§ **What is required**: Please copy each line of the listing below in which the word "this" appears.

[[ Provided data open ]]

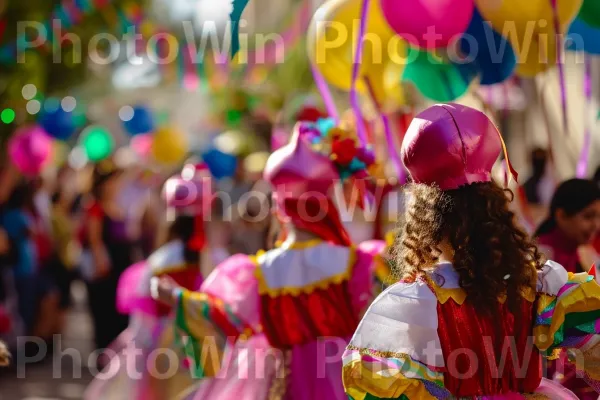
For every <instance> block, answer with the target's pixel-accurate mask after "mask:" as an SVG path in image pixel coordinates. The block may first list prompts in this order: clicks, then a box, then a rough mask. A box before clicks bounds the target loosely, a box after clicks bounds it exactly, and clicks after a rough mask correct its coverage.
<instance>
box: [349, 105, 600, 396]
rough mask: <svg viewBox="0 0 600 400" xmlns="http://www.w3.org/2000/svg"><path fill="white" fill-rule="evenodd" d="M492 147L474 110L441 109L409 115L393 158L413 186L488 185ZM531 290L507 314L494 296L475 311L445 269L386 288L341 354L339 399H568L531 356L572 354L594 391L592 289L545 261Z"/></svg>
mask: <svg viewBox="0 0 600 400" xmlns="http://www.w3.org/2000/svg"><path fill="white" fill-rule="evenodd" d="M501 145H503V142H502V140H501V137H500V136H499V133H498V132H497V130H496V128H495V127H494V126H493V124H492V123H491V122H490V121H489V120H488V118H487V117H486V116H485V115H484V114H483V113H480V112H478V111H475V110H472V109H469V108H467V107H464V106H460V105H455V104H447V105H436V106H434V107H431V108H430V109H428V110H426V111H424V112H423V113H421V114H420V115H418V116H417V117H416V118H415V121H414V122H413V124H411V127H410V128H409V130H408V132H407V135H406V137H405V142H404V144H403V149H402V154H403V160H404V163H405V165H406V167H407V168H408V169H409V171H410V172H411V175H412V178H413V180H414V181H415V182H416V183H424V184H436V185H438V186H439V187H440V188H441V189H442V190H452V189H455V188H458V187H460V186H462V185H469V184H472V183H477V182H489V181H490V180H491V177H490V170H491V167H492V165H493V162H494V161H495V160H496V158H497V157H498V154H499V152H500V149H501ZM431 160H435V162H432V161H431ZM509 168H510V165H509ZM524 268H528V267H527V266H524ZM536 289H537V290H534V289H533V288H524V289H523V290H522V293H521V299H520V301H519V303H518V304H519V307H518V310H517V311H514V312H511V310H509V308H508V306H507V305H506V304H505V300H506V298H505V297H504V298H499V299H498V303H497V305H496V306H495V307H494V309H493V310H490V313H489V314H482V313H480V312H477V310H476V309H475V307H474V306H473V304H472V303H470V302H469V301H467V293H466V292H465V291H464V290H463V289H462V288H461V287H460V284H459V275H458V273H457V272H456V270H455V269H454V268H453V266H452V264H451V263H440V264H438V265H435V266H433V267H431V268H430V269H429V270H427V272H422V273H420V274H419V275H417V276H416V277H414V278H412V279H407V280H403V281H401V282H399V283H396V284H395V285H393V286H391V287H390V288H388V289H387V290H386V291H385V292H383V293H382V294H381V295H380V296H379V297H378V298H377V299H376V300H375V301H374V302H373V304H372V305H371V306H370V308H369V309H368V311H367V312H366V314H365V316H364V318H363V320H362V322H361V323H360V325H359V327H358V329H357V331H356V333H355V335H354V337H353V338H352V340H351V341H350V344H349V346H348V348H347V350H346V352H345V354H344V367H343V368H344V369H343V380H344V386H345V389H346V392H347V394H348V395H349V398H350V399H353V400H366V399H401V400H412V399H421V400H423V399H454V398H460V399H463V398H464V399H527V398H531V399H576V398H577V397H576V396H575V395H574V394H573V393H571V392H570V391H569V390H567V389H565V388H563V387H562V386H560V385H559V384H557V383H554V382H551V381H548V380H545V379H543V378H542V376H543V375H542V364H543V363H542V357H541V355H545V356H556V352H557V351H558V350H560V349H572V350H573V349H575V350H576V352H575V353H574V354H575V355H576V356H575V359H576V360H577V364H578V368H579V369H580V370H582V371H583V370H584V369H585V377H586V379H588V381H590V382H591V383H592V384H594V385H596V386H595V387H597V388H598V387H600V386H598V385H597V382H598V378H600V373H599V372H600V369H598V367H597V364H594V363H592V361H594V359H595V358H596V357H597V356H595V355H594V354H592V351H593V350H595V349H596V347H597V346H596V345H597V343H599V341H600V335H598V334H599V333H600V287H599V286H598V285H597V284H596V282H595V281H594V280H593V278H592V277H591V276H588V275H587V274H579V275H574V274H571V273H567V271H566V270H565V269H564V268H563V267H562V266H560V265H559V264H556V263H554V262H551V261H550V262H548V263H547V264H546V265H545V267H544V268H543V270H542V271H539V272H538V273H537V287H536ZM595 361H597V360H595Z"/></svg>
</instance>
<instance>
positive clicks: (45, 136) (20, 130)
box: [8, 125, 52, 176]
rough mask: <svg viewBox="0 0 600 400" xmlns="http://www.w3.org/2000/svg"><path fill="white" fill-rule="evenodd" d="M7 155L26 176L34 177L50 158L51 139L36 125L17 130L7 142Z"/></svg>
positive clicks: (51, 141)
mask: <svg viewBox="0 0 600 400" xmlns="http://www.w3.org/2000/svg"><path fill="white" fill-rule="evenodd" d="M8 155H9V157H10V159H11V161H12V163H13V164H14V165H15V167H16V168H17V169H18V170H19V171H20V172H21V173H22V174H23V175H26V176H36V175H39V174H40V172H42V170H43V169H44V167H45V166H46V164H47V163H48V162H49V161H50V160H51V156H52V138H51V137H50V136H48V135H47V134H46V132H45V131H44V130H43V129H42V128H41V127H40V126H38V125H27V126H24V127H22V128H19V129H18V130H17V131H16V132H15V134H14V135H13V136H12V137H11V138H10V140H9V142H8Z"/></svg>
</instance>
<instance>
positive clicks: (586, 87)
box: [577, 54, 592, 178]
mask: <svg viewBox="0 0 600 400" xmlns="http://www.w3.org/2000/svg"><path fill="white" fill-rule="evenodd" d="M583 79H584V81H583V91H584V93H585V101H586V104H585V107H584V110H585V111H584V113H585V115H584V119H583V121H584V123H585V133H584V135H583V147H582V148H581V154H580V155H579V161H578V162H577V177H578V178H585V177H587V172H588V164H589V159H590V146H591V141H592V131H591V127H590V111H591V108H592V67H591V61H590V56H589V55H588V54H586V55H585V74H584V78H583Z"/></svg>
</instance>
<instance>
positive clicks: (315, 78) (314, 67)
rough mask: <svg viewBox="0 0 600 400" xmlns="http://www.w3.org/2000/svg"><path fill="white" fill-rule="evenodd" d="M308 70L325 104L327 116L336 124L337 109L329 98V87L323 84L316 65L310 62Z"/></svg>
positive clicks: (329, 90)
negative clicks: (328, 116) (310, 71)
mask: <svg viewBox="0 0 600 400" xmlns="http://www.w3.org/2000/svg"><path fill="white" fill-rule="evenodd" d="M310 69H311V71H312V73H313V78H314V80H315V85H316V86H317V89H318V90H319V93H321V97H322V98H323V103H325V109H326V110H327V114H328V115H329V117H331V118H333V119H334V120H335V122H336V123H337V122H338V121H339V116H338V113H337V108H336V107H335V102H334V101H333V97H332V96H331V91H330V90H329V86H327V82H325V79H324V78H323V75H321V73H320V72H319V70H318V69H317V67H316V65H314V64H313V63H312V62H311V63H310Z"/></svg>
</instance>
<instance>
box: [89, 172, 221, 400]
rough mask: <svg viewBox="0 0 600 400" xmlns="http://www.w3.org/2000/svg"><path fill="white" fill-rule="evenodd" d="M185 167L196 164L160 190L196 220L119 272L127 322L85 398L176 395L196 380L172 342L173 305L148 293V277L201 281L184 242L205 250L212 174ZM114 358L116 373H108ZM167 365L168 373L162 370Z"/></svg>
mask: <svg viewBox="0 0 600 400" xmlns="http://www.w3.org/2000/svg"><path fill="white" fill-rule="evenodd" d="M186 169H187V170H188V171H193V170H195V171H196V174H195V175H193V176H191V175H186V174H185V170H184V174H183V176H182V177H180V176H175V177H172V178H170V179H169V180H168V181H167V182H166V183H165V191H164V192H165V193H164V194H165V200H166V203H167V210H168V211H170V212H174V213H175V214H176V215H188V216H195V218H196V221H198V223H197V224H196V226H195V232H194V236H193V237H192V238H191V240H190V242H188V243H184V242H183V241H182V240H180V239H173V240H171V241H170V242H168V243H166V244H165V245H163V246H161V247H160V248H159V249H157V250H156V251H155V252H154V253H152V254H151V255H150V257H149V258H148V259H147V260H146V261H143V262H139V263H137V264H134V265H132V266H130V267H129V268H128V269H127V270H125V271H124V272H123V274H122V276H121V278H120V280H119V286H118V289H117V308H118V310H119V312H120V313H122V314H127V315H129V316H130V324H129V327H128V328H127V329H126V330H125V331H124V332H123V333H122V334H121V335H120V336H119V337H118V338H117V340H116V341H115V342H113V343H112V345H111V347H110V349H111V350H112V351H113V352H115V354H116V356H115V357H114V358H113V359H112V360H111V363H110V364H109V365H108V366H107V367H106V370H105V371H106V375H107V376H108V377H109V378H108V379H107V378H100V377H97V378H96V379H95V380H94V381H93V382H92V383H91V384H90V386H89V388H88V389H87V391H86V394H85V399H86V400H100V399H126V400H164V399H177V398H179V397H180V396H183V395H185V391H186V390H187V389H188V388H190V387H191V386H192V385H193V383H194V381H193V376H192V374H191V371H190V369H189V367H187V366H185V365H184V363H183V362H182V360H183V353H181V351H180V349H179V347H178V346H176V347H174V344H175V329H174V327H173V318H174V315H173V313H172V310H171V307H169V306H165V305H164V304H162V303H160V302H158V301H156V300H154V299H153V298H152V296H151V293H150V279H151V278H152V277H161V276H169V277H170V278H171V279H173V280H175V281H176V282H177V283H178V284H179V285H181V286H182V287H184V288H186V289H189V290H198V289H199V288H200V286H201V284H202V282H203V277H202V274H201V269H200V266H199V265H197V264H190V262H189V261H186V259H185V257H184V253H185V251H186V248H188V249H192V250H197V251H202V250H206V249H205V246H204V243H205V237H204V229H203V218H202V216H203V215H204V213H205V211H206V205H207V204H210V199H211V191H210V190H209V188H207V187H206V185H205V183H206V182H210V177H209V176H208V175H207V174H208V172H207V171H205V170H203V169H202V168H198V166H193V167H192V166H186ZM191 196H192V197H191ZM203 262H204V258H203ZM163 349H171V350H173V351H174V353H175V354H178V357H177V359H176V361H177V364H176V365H173V362H174V360H173V359H169V358H167V357H165V356H163V357H158V356H156V354H157V353H156V351H162V350H163ZM153 353H154V354H153ZM115 364H116V365H117V366H118V367H117V368H118V371H117V373H116V374H115V373H110V372H109V371H114V368H115V367H114V365H115ZM132 368H133V369H132ZM165 371H169V373H168V374H167V375H165ZM171 372H172V373H171ZM165 376H167V378H165Z"/></svg>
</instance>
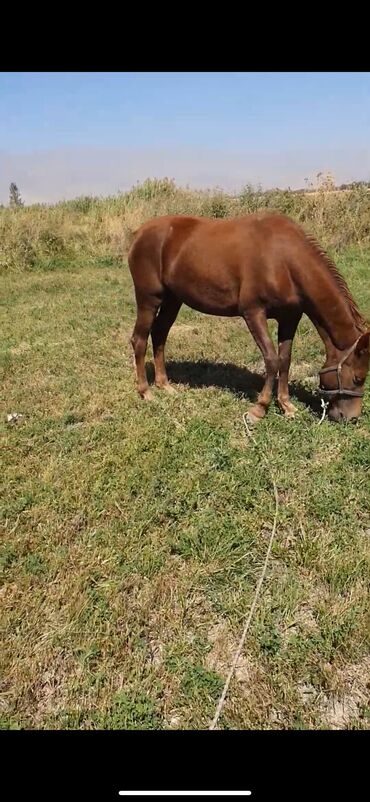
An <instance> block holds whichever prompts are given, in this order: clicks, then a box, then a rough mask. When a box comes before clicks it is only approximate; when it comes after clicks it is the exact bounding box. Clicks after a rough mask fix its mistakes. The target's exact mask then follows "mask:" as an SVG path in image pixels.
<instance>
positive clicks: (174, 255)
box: [128, 212, 370, 423]
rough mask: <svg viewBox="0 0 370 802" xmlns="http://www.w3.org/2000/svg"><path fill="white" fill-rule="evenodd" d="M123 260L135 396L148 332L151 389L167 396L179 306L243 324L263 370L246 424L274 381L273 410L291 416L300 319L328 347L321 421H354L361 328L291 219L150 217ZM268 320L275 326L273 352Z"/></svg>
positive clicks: (331, 269)
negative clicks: (264, 369)
mask: <svg viewBox="0 0 370 802" xmlns="http://www.w3.org/2000/svg"><path fill="white" fill-rule="evenodd" d="M128 263H129V269H130V272H131V276H132V280H133V283H134V289H135V296H136V304H137V318H136V323H135V327H134V330H133V334H132V337H131V344H132V347H133V351H134V360H135V366H136V375H137V389H138V392H139V394H140V395H141V396H142V398H144V399H146V400H150V399H151V397H152V396H151V391H150V389H149V385H148V380H147V375H146V370H145V354H146V348H147V342H148V337H149V334H151V338H152V344H153V355H154V363H155V384H156V385H157V387H160V388H164V389H166V390H167V391H169V392H173V391H174V388H173V387H172V385H170V383H169V381H168V377H167V373H166V367H165V359H164V348H165V344H166V340H167V336H168V333H169V331H170V328H171V326H172V325H173V323H174V322H175V320H176V317H177V315H178V312H179V309H180V307H181V305H182V304H183V303H184V304H186V305H187V306H189V307H191V308H192V309H195V310H197V311H199V312H204V313H205V314H209V315H222V316H226V317H236V316H239V317H242V318H244V320H245V322H246V324H247V327H248V329H249V331H250V333H251V334H252V336H253V338H254V340H255V342H256V344H257V345H258V347H259V348H260V350H261V353H262V355H263V358H264V362H265V369H266V372H265V383H264V386H263V388H262V391H261V392H260V394H259V396H258V398H257V401H256V403H255V404H254V405H253V406H252V407H251V408H250V410H249V420H250V421H251V422H253V423H256V422H258V421H260V420H261V419H262V418H263V417H264V416H265V414H266V412H267V409H268V407H269V404H270V402H271V399H272V394H273V389H274V384H275V379H276V376H278V386H277V398H278V403H279V406H280V409H281V411H282V412H283V413H284V415H285V416H287V417H293V416H294V413H295V412H296V409H295V407H294V405H293V404H292V403H291V400H290V397H289V387H288V378H289V369H290V363H291V353H292V344H293V339H294V336H295V333H296V330H297V327H298V324H299V322H300V320H301V317H302V315H303V314H306V315H307V316H308V318H309V319H310V320H311V321H312V323H313V325H314V326H315V328H316V330H317V332H318V334H319V336H320V337H321V339H322V341H323V343H324V346H325V350H326V361H325V364H324V366H323V368H322V369H321V371H320V372H319V376H320V392H321V394H322V395H323V396H324V398H327V399H328V416H329V418H330V419H331V420H334V421H339V420H342V419H346V420H357V419H358V417H359V416H360V414H361V407H362V398H363V395H364V383H365V379H366V375H367V373H368V370H369V341H370V331H369V328H368V324H367V323H366V321H365V319H364V317H363V316H362V314H361V313H360V311H359V309H358V307H357V305H356V303H355V301H354V299H353V296H352V295H351V293H350V290H349V288H348V286H347V284H346V282H345V280H344V278H343V276H342V275H341V274H340V272H339V270H338V269H337V267H336V266H335V264H334V262H333V261H332V260H331V259H330V258H329V256H328V255H327V253H325V251H324V250H323V249H322V248H321V247H320V245H319V243H318V242H317V240H316V239H315V238H314V237H313V236H311V235H310V234H308V233H306V232H305V230H304V229H303V228H302V227H301V226H300V225H298V224H297V223H295V222H294V221H293V220H291V219H290V218H289V217H287V216H285V215H281V214H277V213H269V212H264V213H257V214H249V215H245V216H241V217H236V218H232V219H210V218H206V217H195V216H194V217H193V216H190V215H166V216H161V217H155V218H153V219H151V220H148V221H147V222H145V223H144V224H143V225H142V226H141V227H140V228H139V229H138V230H137V231H136V232H135V233H134V234H133V235H132V241H131V245H130V249H129V254H128ZM269 319H275V320H276V321H277V324H278V353H277V352H276V349H275V347H274V344H273V342H272V340H271V337H270V334H269V331H268V326H267V320H269Z"/></svg>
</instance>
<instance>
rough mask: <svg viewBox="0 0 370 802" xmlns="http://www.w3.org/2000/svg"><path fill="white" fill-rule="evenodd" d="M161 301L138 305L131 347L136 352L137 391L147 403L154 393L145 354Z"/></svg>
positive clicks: (149, 301)
mask: <svg viewBox="0 0 370 802" xmlns="http://www.w3.org/2000/svg"><path fill="white" fill-rule="evenodd" d="M159 304H160V300H159V299H158V300H154V299H153V300H152V301H149V300H148V301H147V302H146V303H145V304H144V303H138V307H137V317H136V323H135V326H134V330H133V332H132V337H131V345H132V348H133V351H134V358H135V367H136V377H137V389H138V392H139V394H140V395H141V397H142V398H144V399H145V401H151V399H152V393H151V391H150V389H149V384H148V377H147V373H146V369H145V354H146V349H147V345H148V337H149V333H150V331H151V328H152V326H153V322H154V320H155V316H156V314H157V311H158V307H159Z"/></svg>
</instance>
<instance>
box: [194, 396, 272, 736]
mask: <svg viewBox="0 0 370 802" xmlns="http://www.w3.org/2000/svg"><path fill="white" fill-rule="evenodd" d="M247 415H248V413H247V412H245V413H244V415H243V423H244V426H245V431H246V434H247V436H248V437H249V439H250V440H252V442H253V443H254V445H255V446H257V448H258V443H257V441H256V439H255V438H254V437H253V434H252V432H251V429H250V427H249V424H248V420H247ZM261 457H262V460H263V462H264V463H265V465H266V466H267V470H268V472H269V475H270V479H271V482H272V487H273V490H274V496H275V516H274V523H273V526H272V530H271V535H270V540H269V544H268V546H267V551H266V557H265V561H264V564H263V568H262V571H261V574H260V578H259V580H258V582H257V586H256V590H255V593H254V597H253V601H252V605H251V608H250V610H249V615H248V617H247V620H246V622H245V626H244V629H243V632H242V635H241V638H240V641H239V645H238V648H237V650H236V653H235V657H234V660H233V662H232V664H231V668H230V671H229V673H228V675H227V678H226V682H225V685H224V688H223V691H222V694H221V696H220V699H219V702H218V705H217V709H216V712H215V715H214V717H213V720H212V723H211V724H210V726H209V728H208V729H210V730H214V729H215V728H216V725H217V722H218V719H219V718H220V715H221V713H222V708H223V706H224V703H225V699H226V695H227V692H228V690H229V685H230V682H231V680H232V678H233V674H234V671H235V669H236V667H237V665H238V661H239V657H240V655H241V653H242V649H243V646H244V643H245V639H246V637H247V634H248V630H249V626H250V623H251V620H252V618H253V613H254V611H255V609H256V606H257V601H258V597H259V595H260V592H261V588H262V584H263V580H264V578H265V575H266V571H267V566H268V561H269V559H270V554H271V549H272V544H273V541H274V537H275V534H276V527H277V519H278V513H279V495H278V491H277V487H276V482H275V479H274V477H273V475H272V471H271V468H270V465H269V462H268V459H267V458H266V455H265V454H264V452H261Z"/></svg>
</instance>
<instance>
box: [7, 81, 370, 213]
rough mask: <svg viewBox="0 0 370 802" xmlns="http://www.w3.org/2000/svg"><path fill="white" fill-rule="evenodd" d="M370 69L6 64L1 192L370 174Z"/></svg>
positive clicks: (200, 182) (83, 193)
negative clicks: (203, 69)
mask: <svg viewBox="0 0 370 802" xmlns="http://www.w3.org/2000/svg"><path fill="white" fill-rule="evenodd" d="M369 135H370V73H1V74H0V200H2V201H3V202H4V201H6V199H7V197H8V185H9V182H10V180H14V181H16V183H18V184H19V187H20V190H21V192H22V194H23V196H24V198H25V199H26V201H27V200H28V201H33V200H56V199H57V198H61V197H72V196H73V195H76V194H85V193H86V194H87V193H91V192H93V193H95V194H105V193H108V192H115V191H118V190H119V189H125V188H127V187H128V186H130V185H131V184H133V183H135V181H136V180H143V179H144V178H145V177H147V176H148V175H150V176H158V177H159V176H161V175H169V176H170V177H174V178H175V179H176V180H177V181H178V182H179V183H180V184H190V185H194V186H204V185H205V184H206V185H208V186H212V185H213V186H214V185H220V186H224V187H225V188H226V189H229V190H233V189H239V188H240V187H241V186H242V185H243V184H245V183H247V182H248V181H252V182H253V183H257V182H260V183H262V184H263V185H264V186H273V185H279V186H289V185H290V186H303V185H304V179H305V178H306V177H309V178H312V177H313V176H314V175H315V174H316V173H317V172H319V171H327V170H331V171H332V172H333V173H334V176H335V178H336V180H337V181H339V182H341V181H346V180H352V179H361V178H362V179H365V180H369V179H370V136H369Z"/></svg>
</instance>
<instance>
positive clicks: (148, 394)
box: [140, 390, 153, 401]
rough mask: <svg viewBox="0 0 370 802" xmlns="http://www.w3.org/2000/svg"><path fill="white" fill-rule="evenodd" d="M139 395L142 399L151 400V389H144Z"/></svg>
mask: <svg viewBox="0 0 370 802" xmlns="http://www.w3.org/2000/svg"><path fill="white" fill-rule="evenodd" d="M140 395H141V397H142V398H143V399H144V401H153V393H152V391H151V390H145V391H144V392H143V393H140Z"/></svg>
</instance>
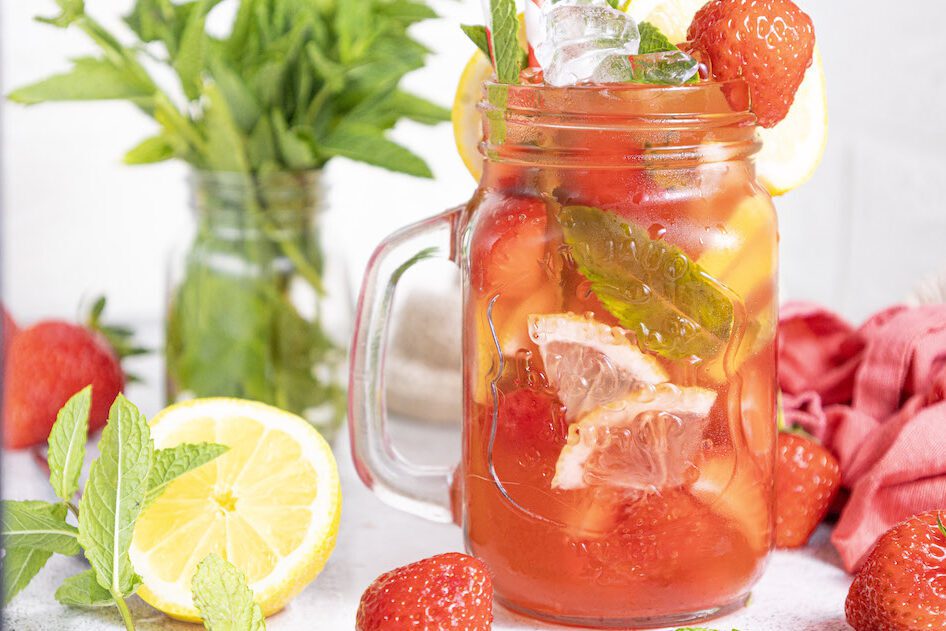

[[ Provided data closed ]]

§ **Exercise answer**:
For every <instance> block, answer with the target's pixel-accurate mask after "mask:" as an SVG path in image pixel coordinates. The block may first list prompts in this order: clicks, then a box, then a rough mask. A box before clicks bounds the target loosely, a box after clicks bounds it exactly, and clicks after a rough mask correct its coverage.
An <instance> block holds whichever prompts are given, in this order: clicks, then a box, then a rough mask. When a box comes before clicks it is only approximate; when it comes after clicks it is the exact bounding box. Clicks after a rough mask fix its mistakes. The target's exact mask then follows "mask:" as an SVG path in image pixels.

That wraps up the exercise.